━━━ Brano fornito

Il dr. Di Matteo, ascoltate le dichiarazioni dell’on. Giarrusso, si metteva in contatto telefonico con Giletti e negava qualsiasi trattativa, spiegando che nel giugno 2018 sarebbe stato contattato dal Ministro che gli avrebbe offerto la direzione del DAP (Dipartimento Amministrazione Penitenziaria). Al fine di valutare la proposta avrebbe chiesto 48 ore di tempo per la risposta. Il ministro, senza attendere, avrebbe cambiato idea, affidando l’incarico ad altro magistrato. Di Matteo, sempre nella telefonata, avanzava il sospetto che la marcia indietro del Ministro sarebbe avvenuta per interferenze – dirette o indirette – della mafia che temeva una maggiore severità nell’uso del 41-bis.

━━━━━━

**Compito**
Secondo il brano fornito, quale incarico il Ministro avrebbe offerto a Di Matteo nel giugno 2018? Rispondi in una frase, per favore. L'elenco qui sotto non ha alcun legame con il brano fornito.

━━━ Dati mostrati

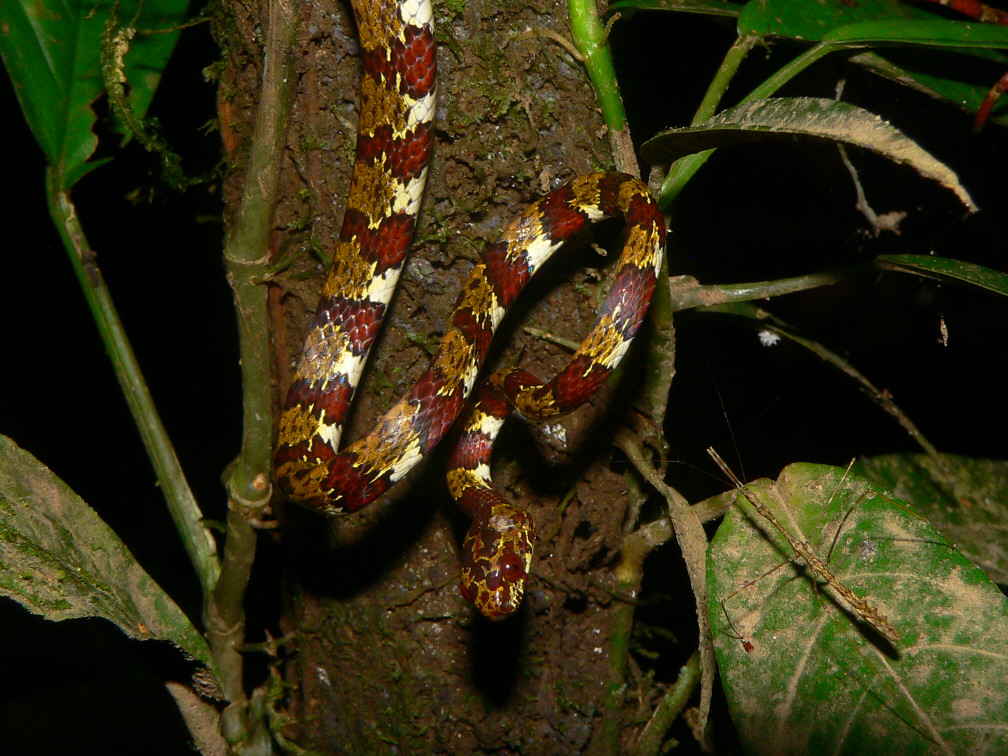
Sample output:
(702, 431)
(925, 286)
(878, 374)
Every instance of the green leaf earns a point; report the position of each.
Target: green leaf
(58, 559)
(943, 268)
(785, 118)
(707, 7)
(971, 507)
(802, 675)
(809, 22)
(52, 52)
(886, 23)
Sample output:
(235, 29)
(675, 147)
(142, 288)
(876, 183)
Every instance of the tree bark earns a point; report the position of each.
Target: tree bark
(388, 652)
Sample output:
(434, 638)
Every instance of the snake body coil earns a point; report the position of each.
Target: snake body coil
(393, 150)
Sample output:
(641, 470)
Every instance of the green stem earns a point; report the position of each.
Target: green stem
(590, 36)
(246, 254)
(668, 709)
(719, 85)
(688, 293)
(684, 168)
(197, 539)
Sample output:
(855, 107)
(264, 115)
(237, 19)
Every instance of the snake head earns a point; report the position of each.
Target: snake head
(496, 557)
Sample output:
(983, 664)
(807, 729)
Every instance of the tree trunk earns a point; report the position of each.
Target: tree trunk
(389, 654)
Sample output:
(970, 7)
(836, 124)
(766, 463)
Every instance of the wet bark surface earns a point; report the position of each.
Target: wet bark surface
(389, 654)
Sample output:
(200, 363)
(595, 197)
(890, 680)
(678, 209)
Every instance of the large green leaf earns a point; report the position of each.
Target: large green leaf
(786, 118)
(943, 268)
(884, 23)
(803, 675)
(58, 559)
(968, 501)
(52, 52)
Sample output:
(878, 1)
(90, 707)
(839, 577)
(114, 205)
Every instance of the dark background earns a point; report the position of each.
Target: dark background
(751, 214)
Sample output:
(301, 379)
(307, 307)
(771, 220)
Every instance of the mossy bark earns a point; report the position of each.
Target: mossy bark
(388, 652)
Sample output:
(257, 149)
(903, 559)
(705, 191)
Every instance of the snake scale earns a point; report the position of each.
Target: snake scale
(394, 144)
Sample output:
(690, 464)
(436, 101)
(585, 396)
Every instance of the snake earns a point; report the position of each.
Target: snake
(394, 144)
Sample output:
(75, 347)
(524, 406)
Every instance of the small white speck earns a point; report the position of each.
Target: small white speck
(556, 432)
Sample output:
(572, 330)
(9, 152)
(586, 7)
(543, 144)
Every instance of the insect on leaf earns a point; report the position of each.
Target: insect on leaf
(803, 674)
(786, 118)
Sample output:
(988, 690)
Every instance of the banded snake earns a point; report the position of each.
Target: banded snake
(394, 144)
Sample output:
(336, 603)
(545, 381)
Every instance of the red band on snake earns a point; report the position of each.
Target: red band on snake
(393, 150)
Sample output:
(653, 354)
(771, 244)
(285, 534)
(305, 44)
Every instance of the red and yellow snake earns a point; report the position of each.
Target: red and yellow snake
(393, 150)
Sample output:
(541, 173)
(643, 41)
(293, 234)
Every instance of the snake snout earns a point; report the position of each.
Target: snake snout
(497, 555)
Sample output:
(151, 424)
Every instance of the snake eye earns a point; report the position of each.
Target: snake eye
(512, 570)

━━━━━━

**Risposta corretta**
Il Ministro gli avrebbe offerto la direzione del DAP (Dipartimento Amministrazione Penitenziaria).